Reproduce exactly the lines from the one containing "Q: Point to every instance of the navy" through the last line of the data, both ends included.
######
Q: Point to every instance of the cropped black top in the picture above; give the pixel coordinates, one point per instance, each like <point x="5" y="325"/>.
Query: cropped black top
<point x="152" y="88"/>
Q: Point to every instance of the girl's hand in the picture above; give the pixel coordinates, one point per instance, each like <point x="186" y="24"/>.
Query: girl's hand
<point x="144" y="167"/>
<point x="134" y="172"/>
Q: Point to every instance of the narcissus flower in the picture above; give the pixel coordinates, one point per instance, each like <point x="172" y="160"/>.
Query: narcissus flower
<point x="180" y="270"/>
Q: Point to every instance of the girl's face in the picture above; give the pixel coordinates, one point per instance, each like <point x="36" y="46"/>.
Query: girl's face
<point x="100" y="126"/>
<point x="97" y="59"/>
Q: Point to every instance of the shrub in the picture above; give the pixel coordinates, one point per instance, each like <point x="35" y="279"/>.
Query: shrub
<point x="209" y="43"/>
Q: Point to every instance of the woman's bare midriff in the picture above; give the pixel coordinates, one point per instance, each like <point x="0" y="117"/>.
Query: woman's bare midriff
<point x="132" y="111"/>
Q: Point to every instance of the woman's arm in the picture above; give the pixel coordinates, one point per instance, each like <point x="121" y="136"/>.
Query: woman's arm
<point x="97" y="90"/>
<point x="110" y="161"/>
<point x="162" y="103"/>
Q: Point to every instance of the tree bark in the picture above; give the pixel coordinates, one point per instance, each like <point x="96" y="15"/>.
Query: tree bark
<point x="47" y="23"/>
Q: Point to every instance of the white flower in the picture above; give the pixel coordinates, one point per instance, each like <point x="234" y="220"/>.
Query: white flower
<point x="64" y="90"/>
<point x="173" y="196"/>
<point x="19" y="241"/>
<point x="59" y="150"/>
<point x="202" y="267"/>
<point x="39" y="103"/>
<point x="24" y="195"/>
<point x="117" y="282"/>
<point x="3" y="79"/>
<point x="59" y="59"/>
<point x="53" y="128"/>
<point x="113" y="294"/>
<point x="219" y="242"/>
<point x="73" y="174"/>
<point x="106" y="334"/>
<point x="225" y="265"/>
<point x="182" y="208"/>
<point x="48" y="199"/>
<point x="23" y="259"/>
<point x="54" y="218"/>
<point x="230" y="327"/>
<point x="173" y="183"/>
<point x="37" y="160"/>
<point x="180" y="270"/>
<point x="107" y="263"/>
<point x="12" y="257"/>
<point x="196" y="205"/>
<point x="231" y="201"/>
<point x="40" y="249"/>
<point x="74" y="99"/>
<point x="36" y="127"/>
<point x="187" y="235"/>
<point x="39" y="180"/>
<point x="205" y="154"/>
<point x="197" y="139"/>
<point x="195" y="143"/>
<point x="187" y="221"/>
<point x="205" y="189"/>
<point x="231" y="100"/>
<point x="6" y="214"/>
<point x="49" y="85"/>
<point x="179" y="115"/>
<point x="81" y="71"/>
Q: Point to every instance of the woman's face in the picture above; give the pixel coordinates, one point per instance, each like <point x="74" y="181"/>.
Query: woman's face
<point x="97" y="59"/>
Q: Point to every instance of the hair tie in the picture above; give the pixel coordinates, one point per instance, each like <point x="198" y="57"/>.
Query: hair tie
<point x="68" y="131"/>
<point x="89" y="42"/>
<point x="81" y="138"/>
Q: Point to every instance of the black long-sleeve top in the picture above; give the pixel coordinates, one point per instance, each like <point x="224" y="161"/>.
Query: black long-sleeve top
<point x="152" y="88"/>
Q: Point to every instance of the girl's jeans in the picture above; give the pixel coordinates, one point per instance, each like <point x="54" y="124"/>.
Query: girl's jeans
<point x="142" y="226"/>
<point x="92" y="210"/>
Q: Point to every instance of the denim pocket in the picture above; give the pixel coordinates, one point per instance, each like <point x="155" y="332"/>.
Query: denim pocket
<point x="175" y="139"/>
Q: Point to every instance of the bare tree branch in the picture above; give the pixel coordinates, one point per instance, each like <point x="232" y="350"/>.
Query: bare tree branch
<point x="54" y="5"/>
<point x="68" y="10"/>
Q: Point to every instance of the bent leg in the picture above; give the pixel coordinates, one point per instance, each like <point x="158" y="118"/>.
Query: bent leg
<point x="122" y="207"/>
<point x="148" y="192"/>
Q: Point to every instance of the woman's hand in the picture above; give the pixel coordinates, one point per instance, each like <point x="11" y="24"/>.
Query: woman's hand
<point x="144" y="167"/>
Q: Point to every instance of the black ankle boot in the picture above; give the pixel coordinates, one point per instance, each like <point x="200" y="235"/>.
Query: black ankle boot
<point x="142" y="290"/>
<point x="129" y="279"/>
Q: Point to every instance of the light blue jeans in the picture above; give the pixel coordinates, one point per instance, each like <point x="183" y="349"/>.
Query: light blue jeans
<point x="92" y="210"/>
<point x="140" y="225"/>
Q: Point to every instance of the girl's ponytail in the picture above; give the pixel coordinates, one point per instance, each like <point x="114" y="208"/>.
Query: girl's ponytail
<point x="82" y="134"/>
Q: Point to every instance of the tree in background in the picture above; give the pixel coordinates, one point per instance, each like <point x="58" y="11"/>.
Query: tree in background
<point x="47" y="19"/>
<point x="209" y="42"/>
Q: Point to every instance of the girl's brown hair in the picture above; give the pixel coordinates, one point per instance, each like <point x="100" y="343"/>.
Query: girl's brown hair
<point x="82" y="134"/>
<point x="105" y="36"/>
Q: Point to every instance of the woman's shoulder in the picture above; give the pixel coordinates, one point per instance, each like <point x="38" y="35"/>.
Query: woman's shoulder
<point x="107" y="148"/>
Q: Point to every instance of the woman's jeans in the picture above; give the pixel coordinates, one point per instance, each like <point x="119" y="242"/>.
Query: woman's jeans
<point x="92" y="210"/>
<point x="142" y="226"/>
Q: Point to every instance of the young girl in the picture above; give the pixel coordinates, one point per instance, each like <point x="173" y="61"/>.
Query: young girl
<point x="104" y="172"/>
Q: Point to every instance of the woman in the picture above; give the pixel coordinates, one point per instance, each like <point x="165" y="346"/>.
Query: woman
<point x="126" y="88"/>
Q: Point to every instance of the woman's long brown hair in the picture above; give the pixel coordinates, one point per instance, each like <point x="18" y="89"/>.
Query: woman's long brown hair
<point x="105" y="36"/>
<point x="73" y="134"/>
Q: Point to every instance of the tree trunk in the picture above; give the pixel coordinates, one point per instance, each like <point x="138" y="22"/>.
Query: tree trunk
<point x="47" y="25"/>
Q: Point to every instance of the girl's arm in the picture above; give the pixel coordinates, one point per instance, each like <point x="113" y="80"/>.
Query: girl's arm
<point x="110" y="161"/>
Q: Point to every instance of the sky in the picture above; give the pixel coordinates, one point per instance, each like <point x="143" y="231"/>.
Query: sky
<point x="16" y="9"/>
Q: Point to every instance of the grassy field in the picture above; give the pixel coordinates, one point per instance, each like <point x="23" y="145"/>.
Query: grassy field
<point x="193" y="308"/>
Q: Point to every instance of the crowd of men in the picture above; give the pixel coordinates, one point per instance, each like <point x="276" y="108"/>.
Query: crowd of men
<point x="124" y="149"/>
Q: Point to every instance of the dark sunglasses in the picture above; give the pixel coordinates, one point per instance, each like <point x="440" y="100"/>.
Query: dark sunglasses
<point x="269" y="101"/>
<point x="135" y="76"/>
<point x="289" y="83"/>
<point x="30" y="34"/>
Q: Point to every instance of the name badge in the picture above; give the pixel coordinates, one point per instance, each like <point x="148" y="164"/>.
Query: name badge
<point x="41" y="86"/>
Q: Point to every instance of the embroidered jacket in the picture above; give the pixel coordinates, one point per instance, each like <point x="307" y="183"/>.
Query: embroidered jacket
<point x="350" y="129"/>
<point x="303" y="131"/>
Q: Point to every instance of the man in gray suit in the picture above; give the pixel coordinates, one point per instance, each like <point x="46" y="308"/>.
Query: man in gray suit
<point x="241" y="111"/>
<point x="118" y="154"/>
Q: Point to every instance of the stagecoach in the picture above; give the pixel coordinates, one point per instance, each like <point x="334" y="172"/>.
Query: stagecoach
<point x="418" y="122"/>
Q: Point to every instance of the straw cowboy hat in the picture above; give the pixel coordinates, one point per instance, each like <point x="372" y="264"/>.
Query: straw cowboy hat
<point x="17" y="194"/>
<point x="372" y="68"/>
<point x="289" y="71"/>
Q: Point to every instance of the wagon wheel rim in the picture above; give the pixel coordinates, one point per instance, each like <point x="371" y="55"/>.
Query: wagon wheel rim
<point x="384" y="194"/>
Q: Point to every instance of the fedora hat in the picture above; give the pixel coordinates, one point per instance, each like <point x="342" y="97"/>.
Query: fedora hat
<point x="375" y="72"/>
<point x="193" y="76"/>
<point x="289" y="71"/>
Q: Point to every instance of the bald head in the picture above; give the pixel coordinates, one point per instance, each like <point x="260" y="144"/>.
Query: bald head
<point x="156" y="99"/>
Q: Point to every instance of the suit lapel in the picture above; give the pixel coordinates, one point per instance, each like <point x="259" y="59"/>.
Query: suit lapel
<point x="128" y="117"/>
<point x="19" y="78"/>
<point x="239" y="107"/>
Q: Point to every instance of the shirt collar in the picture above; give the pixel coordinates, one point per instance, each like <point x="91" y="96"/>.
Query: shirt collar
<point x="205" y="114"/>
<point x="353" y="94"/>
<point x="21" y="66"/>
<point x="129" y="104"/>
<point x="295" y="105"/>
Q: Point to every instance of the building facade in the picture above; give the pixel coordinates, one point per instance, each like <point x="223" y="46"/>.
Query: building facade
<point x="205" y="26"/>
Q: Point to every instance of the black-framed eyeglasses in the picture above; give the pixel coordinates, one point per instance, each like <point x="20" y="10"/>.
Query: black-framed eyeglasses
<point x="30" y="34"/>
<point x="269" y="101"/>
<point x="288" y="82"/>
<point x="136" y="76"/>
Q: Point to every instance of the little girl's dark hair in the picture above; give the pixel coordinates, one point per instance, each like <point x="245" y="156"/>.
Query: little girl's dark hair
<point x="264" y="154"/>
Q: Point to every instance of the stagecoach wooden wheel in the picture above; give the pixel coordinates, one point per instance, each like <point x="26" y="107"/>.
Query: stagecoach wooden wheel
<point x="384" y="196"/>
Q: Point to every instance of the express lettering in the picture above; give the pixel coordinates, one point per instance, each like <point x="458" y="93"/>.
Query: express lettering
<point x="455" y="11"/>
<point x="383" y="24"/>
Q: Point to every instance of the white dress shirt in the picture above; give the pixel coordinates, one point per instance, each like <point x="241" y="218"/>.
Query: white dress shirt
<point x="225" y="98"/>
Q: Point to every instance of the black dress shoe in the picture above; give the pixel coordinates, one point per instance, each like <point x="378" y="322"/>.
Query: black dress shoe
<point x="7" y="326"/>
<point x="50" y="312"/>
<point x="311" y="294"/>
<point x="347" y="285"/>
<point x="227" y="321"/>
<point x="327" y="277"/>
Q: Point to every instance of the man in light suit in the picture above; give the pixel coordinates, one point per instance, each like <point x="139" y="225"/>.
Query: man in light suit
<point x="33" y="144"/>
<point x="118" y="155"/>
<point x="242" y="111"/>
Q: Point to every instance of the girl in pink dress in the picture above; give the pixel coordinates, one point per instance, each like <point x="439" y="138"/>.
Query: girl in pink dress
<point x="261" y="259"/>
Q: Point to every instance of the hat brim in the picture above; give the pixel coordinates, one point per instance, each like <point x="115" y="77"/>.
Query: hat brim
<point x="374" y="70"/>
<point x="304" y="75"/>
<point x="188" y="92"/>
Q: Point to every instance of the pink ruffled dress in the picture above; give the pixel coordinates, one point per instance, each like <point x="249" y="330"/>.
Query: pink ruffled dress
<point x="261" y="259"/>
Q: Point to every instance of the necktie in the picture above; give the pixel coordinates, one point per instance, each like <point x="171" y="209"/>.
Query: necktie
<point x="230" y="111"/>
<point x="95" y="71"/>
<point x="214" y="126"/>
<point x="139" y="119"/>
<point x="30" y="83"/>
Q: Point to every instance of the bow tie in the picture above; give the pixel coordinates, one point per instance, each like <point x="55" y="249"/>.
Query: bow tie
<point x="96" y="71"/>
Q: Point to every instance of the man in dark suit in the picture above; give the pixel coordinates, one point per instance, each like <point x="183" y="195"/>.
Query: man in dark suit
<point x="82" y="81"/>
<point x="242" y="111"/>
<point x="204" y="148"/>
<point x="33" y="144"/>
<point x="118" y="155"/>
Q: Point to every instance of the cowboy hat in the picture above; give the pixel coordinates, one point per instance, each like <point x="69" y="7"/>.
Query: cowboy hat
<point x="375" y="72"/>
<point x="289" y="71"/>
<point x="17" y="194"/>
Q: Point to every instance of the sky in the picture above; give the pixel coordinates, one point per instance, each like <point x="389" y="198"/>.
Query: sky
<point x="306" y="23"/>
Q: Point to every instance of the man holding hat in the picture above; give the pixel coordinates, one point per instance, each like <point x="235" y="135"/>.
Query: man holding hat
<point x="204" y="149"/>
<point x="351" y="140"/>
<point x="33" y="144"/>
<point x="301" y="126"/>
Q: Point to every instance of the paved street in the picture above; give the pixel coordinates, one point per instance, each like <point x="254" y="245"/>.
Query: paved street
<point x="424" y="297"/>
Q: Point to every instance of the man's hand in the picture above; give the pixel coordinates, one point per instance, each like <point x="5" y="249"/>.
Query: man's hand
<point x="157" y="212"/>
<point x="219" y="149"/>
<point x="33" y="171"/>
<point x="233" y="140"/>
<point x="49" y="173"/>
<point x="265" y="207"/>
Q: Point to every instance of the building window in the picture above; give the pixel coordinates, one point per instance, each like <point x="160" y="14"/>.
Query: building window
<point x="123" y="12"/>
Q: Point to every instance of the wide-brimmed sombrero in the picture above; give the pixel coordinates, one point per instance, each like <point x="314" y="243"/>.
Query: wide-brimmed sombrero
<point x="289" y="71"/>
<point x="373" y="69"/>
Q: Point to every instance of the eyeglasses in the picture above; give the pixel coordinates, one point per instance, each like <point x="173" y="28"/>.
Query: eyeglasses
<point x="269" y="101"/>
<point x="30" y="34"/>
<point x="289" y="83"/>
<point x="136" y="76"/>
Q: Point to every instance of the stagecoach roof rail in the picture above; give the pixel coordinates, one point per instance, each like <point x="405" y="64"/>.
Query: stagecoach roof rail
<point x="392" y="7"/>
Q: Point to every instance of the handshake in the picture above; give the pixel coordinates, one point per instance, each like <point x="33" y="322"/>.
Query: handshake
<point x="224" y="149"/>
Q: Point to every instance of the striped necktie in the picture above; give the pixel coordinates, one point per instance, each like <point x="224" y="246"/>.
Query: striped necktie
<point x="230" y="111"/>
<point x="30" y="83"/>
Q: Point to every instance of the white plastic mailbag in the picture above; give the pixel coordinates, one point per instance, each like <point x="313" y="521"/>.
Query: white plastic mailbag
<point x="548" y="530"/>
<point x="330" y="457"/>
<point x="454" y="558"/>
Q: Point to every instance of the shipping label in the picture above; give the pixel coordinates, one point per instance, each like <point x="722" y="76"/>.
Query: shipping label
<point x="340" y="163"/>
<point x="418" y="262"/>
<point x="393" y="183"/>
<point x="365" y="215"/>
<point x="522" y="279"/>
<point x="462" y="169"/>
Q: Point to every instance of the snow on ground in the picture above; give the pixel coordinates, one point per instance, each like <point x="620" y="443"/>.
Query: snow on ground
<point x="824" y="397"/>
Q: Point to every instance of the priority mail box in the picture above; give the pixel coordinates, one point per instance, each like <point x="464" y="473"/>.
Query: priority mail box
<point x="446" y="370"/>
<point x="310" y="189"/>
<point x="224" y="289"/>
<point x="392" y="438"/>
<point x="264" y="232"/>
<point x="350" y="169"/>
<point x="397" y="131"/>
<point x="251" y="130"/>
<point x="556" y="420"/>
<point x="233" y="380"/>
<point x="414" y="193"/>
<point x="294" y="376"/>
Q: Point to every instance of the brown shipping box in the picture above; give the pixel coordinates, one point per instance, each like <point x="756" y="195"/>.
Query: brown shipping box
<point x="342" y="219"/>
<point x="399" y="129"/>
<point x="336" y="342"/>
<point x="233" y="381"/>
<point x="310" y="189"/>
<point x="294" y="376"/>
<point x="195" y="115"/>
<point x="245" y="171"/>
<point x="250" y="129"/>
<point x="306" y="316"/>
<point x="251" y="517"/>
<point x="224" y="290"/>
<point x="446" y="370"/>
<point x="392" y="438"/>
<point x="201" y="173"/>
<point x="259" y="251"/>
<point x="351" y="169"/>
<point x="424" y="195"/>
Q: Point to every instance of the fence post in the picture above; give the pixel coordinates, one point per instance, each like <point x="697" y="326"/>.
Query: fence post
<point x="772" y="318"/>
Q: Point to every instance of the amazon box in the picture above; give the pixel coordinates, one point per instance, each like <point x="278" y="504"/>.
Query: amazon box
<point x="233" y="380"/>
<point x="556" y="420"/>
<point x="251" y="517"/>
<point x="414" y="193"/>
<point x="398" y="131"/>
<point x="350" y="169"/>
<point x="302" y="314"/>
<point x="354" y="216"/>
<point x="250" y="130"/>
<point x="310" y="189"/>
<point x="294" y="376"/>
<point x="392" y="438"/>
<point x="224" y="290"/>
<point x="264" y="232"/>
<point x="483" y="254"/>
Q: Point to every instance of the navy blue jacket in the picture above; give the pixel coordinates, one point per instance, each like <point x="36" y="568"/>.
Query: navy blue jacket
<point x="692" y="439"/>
######
# EXERCISE OUTPUT:
Q: Point to every instance of the navy blue jacket in the picture above; give the pixel coordinates, one point per instance, each like <point x="36" y="568"/>.
Query: navy blue jacket
<point x="692" y="439"/>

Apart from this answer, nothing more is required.